PAGE EXCERPT:
========================
Ten years and a plot twist

Hello mom and Lola and James and future me! (Only writing this because I know you are the only ones who read this blog.)

The last time I wrote anything about my daily journals' anniversary was on December 14, 2015. I bring this up again because this year, I celebrated the ten-year anniversary of my daily journals. That means that if you ask me what I did on any given day in the past ten years, I have it written down somewhere. I like to think that's a big deal and something to be proud of. My life has been a wild ride so far with lots of unanticipated twists and turns, all of which exist not only in my memory but also in the form of ink on paper. (And also in this blog–which celebrated its five year anniversary this year but I never pointed it out–but that's beside the point.) For a while I wondered what I would be doing on this day of particular significance. So for posterity, here is a record of what I did.

WORK SHENANIGANS


At work, I have three lovely coworkers who are also in their early 20s, two of whom also studied anthropology, oddly enough. Their names are Isabelle, Natalia, and Annika, and our conversations and antics are always the highlight of my work week. We have a group chat on Skype, where we'll write to each other even though we're all literally next to each other in the office, and laugh out loud when somebody says something funny. (Our poor male coworker Jeremy is always so confused.) On Monday the 10th we decided to have a Secret Santa, which would be held on Friday the 14th. There had been an ongoing debate between doing a Yankee Swap/White Elephant or a Secret Santa, and I was an adamant advocate for Secret Santa because I am all about personalized gifts and completely against useless shit that only clutters my space. So I was elated when in the end, we decided to do a Secret Santa. The names were drawn that morning, and I ended up getting Isabelle. It was funny, because before the names were drawn I joked, "Isabelle, watch me get you and give you a ukulele serenade."

While I did end up bringing my ukulele to work on the 14th and doing a little serenade (more on that in a bit), I also gave her something else.

I really love doing homemade and artsy gifts, and I knew that I wanted to do a rendition of a picture Isabelle, Annika, and I got taken on the roof when it snowed one day. As for what I would do it on, I tried to look for cardstock or heavy paper so I could make it into a greeting card type thing. When I couldn't find anything after spending a suspiciously long time in the supply closet rummaging around, I settled on a folder.
========================
SUPPLIED MATERIAL:
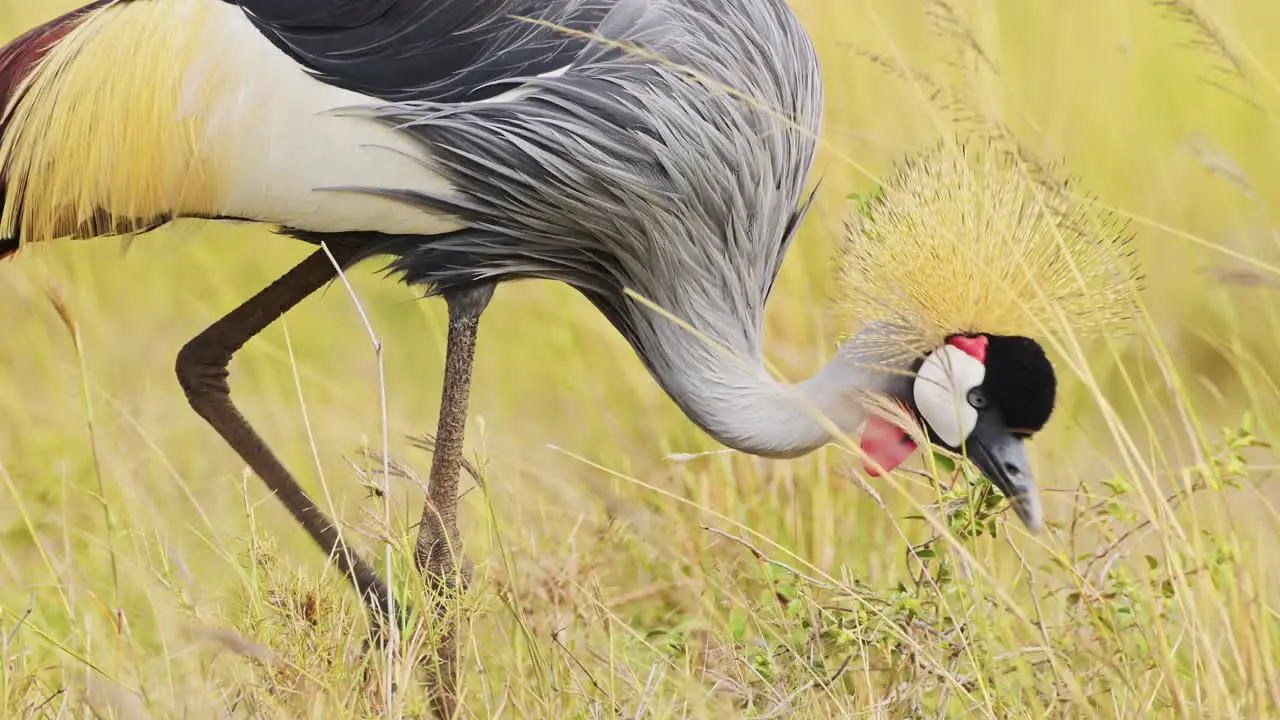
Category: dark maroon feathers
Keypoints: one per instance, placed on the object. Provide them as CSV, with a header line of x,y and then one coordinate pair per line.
x,y
17,59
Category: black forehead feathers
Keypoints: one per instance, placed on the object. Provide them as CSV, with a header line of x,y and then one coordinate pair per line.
x,y
1020,382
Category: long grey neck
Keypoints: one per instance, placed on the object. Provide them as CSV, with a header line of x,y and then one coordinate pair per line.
x,y
728,393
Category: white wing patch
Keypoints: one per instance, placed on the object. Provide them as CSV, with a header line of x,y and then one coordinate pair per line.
x,y
941,390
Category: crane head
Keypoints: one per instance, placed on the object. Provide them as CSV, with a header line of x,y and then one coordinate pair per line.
x,y
984,396
963,263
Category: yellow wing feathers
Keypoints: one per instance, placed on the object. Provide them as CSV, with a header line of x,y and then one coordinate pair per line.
x,y
109,130
972,238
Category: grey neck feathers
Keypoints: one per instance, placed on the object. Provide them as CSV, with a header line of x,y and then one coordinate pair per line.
x,y
728,393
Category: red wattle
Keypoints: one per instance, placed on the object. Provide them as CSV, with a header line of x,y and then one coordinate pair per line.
x,y
973,346
886,443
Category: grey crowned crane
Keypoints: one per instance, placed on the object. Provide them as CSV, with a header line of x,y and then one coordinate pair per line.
x,y
657,146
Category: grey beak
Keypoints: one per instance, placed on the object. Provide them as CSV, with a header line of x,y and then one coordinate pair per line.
x,y
1002,458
========================
TASK PROMPT:
In the blog post, what did the writer settle on for the homemade gift after finding no cardstock or heavy paper in the supply closet?

ANSWER TO THIS PROBLEM:
A folder.